%%

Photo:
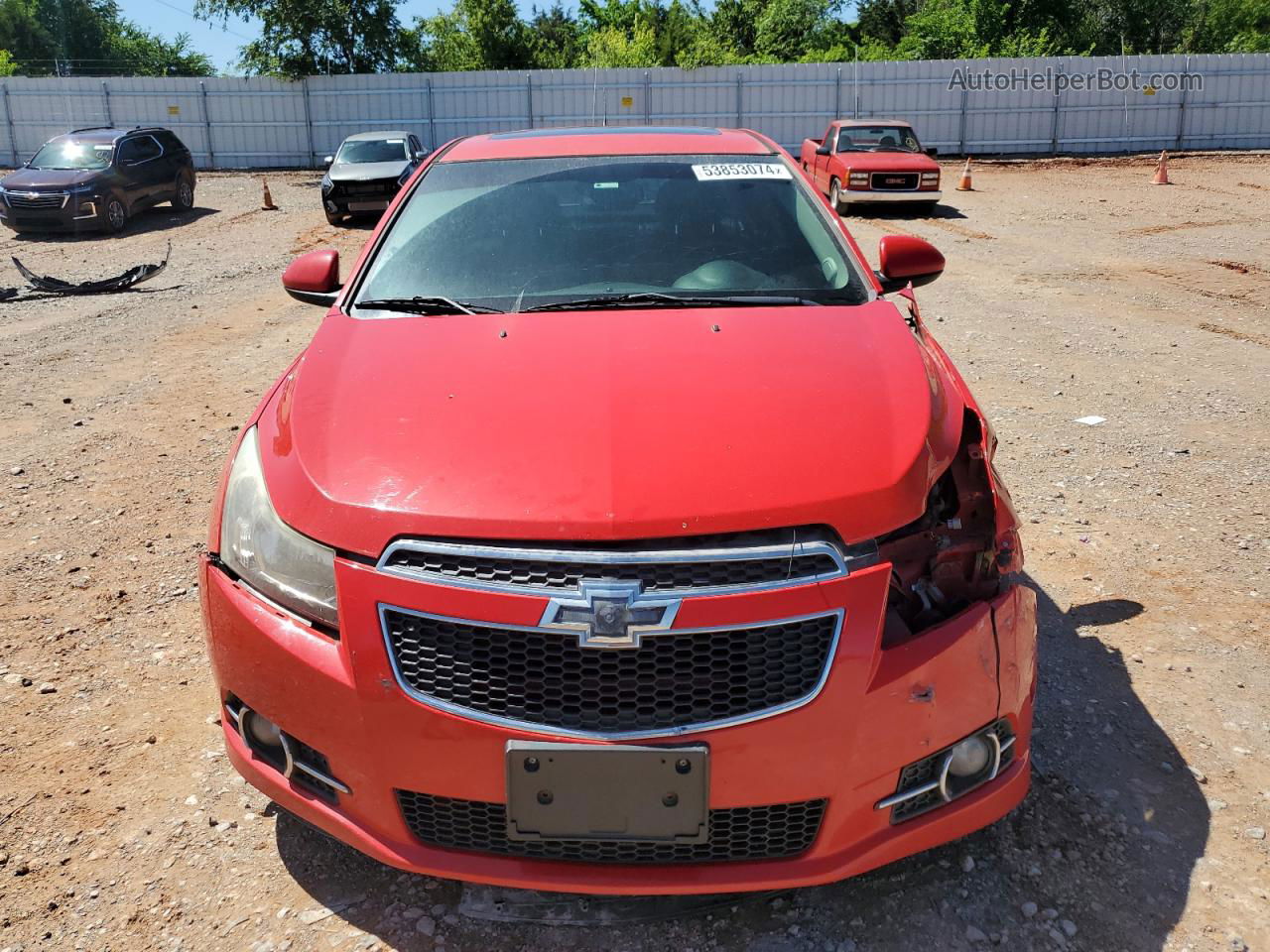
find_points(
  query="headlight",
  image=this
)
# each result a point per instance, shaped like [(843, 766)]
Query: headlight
[(267, 553)]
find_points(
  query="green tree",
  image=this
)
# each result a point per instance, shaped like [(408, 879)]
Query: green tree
[(556, 39), (309, 37)]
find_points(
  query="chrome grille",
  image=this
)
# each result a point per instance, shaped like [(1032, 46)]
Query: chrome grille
[(697, 566), (36, 199), (735, 834), (893, 180), (674, 682)]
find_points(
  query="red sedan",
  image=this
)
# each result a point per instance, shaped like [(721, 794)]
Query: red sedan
[(620, 531)]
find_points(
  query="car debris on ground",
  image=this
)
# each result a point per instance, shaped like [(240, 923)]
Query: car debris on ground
[(119, 282)]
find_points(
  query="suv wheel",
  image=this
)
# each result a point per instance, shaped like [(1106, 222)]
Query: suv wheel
[(185, 198), (116, 216)]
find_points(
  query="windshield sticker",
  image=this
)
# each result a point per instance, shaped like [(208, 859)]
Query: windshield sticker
[(740, 171)]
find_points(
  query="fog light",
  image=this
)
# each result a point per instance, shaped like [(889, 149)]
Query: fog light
[(970, 757), (263, 731)]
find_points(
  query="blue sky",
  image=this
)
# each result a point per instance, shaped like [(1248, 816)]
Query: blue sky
[(172, 17)]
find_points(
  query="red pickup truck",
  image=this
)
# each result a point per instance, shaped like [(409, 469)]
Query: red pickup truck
[(871, 160)]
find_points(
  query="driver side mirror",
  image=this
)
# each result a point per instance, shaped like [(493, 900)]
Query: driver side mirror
[(314, 278), (903, 259)]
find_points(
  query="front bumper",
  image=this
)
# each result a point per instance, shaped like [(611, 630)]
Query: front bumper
[(879, 711), (862, 195), (70, 217)]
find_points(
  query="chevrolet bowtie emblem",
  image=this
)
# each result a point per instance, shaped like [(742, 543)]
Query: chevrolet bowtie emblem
[(610, 613)]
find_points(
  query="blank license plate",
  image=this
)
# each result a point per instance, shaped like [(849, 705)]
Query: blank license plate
[(606, 792)]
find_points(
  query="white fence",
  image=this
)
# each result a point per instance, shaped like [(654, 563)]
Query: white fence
[(262, 122)]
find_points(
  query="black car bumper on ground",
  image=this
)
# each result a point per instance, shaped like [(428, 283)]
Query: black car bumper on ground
[(53, 211)]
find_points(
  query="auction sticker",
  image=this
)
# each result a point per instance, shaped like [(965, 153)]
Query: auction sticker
[(740, 171)]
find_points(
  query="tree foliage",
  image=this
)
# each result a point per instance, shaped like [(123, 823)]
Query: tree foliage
[(313, 37)]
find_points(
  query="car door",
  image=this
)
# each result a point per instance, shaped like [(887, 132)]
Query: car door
[(143, 171)]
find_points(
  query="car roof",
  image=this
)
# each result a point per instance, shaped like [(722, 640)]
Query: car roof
[(607, 140), (855, 123), (105, 134), (376, 136)]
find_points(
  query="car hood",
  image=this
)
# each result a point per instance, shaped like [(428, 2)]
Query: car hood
[(359, 172), (889, 162), (48, 178), (603, 425)]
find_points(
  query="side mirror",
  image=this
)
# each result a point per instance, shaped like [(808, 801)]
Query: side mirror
[(903, 259), (314, 278)]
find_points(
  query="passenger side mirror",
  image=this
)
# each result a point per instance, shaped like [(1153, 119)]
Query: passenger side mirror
[(314, 278), (903, 259)]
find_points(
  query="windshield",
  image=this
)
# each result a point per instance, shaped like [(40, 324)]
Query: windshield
[(372, 150), (878, 139), (72, 155), (516, 234)]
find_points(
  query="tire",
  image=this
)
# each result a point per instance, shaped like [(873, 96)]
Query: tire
[(185, 198), (116, 216), (835, 202)]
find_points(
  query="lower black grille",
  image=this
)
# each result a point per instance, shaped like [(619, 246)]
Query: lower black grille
[(674, 679), (735, 834), (883, 180)]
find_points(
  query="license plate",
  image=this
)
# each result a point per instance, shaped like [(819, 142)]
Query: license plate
[(606, 792)]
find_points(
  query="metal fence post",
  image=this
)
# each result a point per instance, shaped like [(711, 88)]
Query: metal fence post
[(1182, 109), (8, 118), (432, 118), (207, 125), (961, 134), (1058, 103), (309, 122)]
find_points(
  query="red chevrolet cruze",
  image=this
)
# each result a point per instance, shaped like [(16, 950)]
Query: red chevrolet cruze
[(620, 531)]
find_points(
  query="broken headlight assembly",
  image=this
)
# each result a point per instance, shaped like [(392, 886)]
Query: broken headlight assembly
[(264, 552), (953, 555)]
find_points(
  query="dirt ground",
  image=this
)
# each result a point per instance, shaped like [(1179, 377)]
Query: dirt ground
[(1074, 289)]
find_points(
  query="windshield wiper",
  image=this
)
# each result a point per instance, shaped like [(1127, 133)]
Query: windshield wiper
[(654, 298), (425, 306)]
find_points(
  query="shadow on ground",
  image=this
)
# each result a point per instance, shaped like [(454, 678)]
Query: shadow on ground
[(1103, 846)]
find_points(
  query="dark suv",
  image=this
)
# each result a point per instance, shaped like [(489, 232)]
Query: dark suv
[(98, 178)]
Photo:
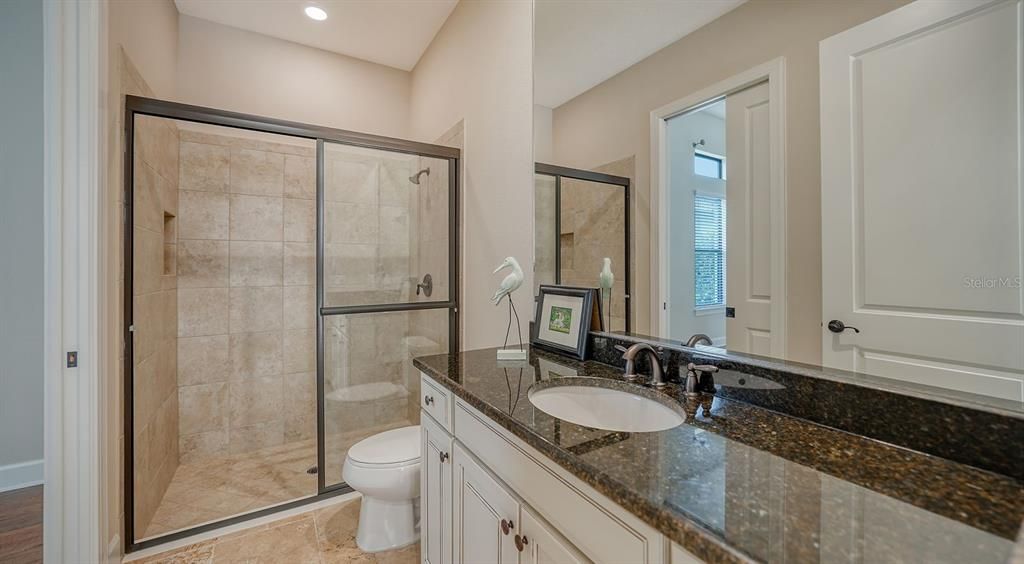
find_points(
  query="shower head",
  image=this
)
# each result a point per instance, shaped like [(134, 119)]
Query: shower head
[(416, 177)]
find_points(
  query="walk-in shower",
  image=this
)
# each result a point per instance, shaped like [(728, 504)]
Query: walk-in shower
[(272, 306)]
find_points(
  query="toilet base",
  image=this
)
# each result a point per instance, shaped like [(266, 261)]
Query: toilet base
[(386, 525)]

%%

-- WHAT THIS TASK INVOLVES --
Leaving the pictures aside, transcribe only the lines from the one containing "# each result a point per instance, shaped like [(1179, 377)]" to the final line of the listing above, inclusive, exactly as they appear.

-- TASK ANSWER --
# each result a point per instance, shaped like [(1179, 377)]
Query: dirt ground
[(1074, 289)]
find_points(
  query="windshield wiper",
  image=this
)
# each result a point per instance, shaped like [(1127, 133)]
Query: windshield wiper
[(654, 298), (425, 306)]
find_points(
  query="shadow on ground",
  image=this
)
# each result a point per instance, shaped like [(454, 678)]
Query: shadow on ground
[(1103, 846)]
find_points(
  query="dark suv",
  image=this
)
# each result a point per instance, shaped like [(489, 232)]
Query: dark suv
[(98, 178)]
Photo:
find_points(
  query="shower head",
  image=this
)
# each result a point per instance, shaped like [(134, 119)]
Query: shower head
[(416, 177)]
find_points(
  query="walk-in shower",
  image=this
)
# each result a point per instance, shaped like [(728, 504)]
Query: walk-in shower
[(272, 306)]
find_points(
  query="toilet base",
  image=this
)
# each result a point per instance, shaped like [(266, 261)]
Query: toilet base
[(386, 525)]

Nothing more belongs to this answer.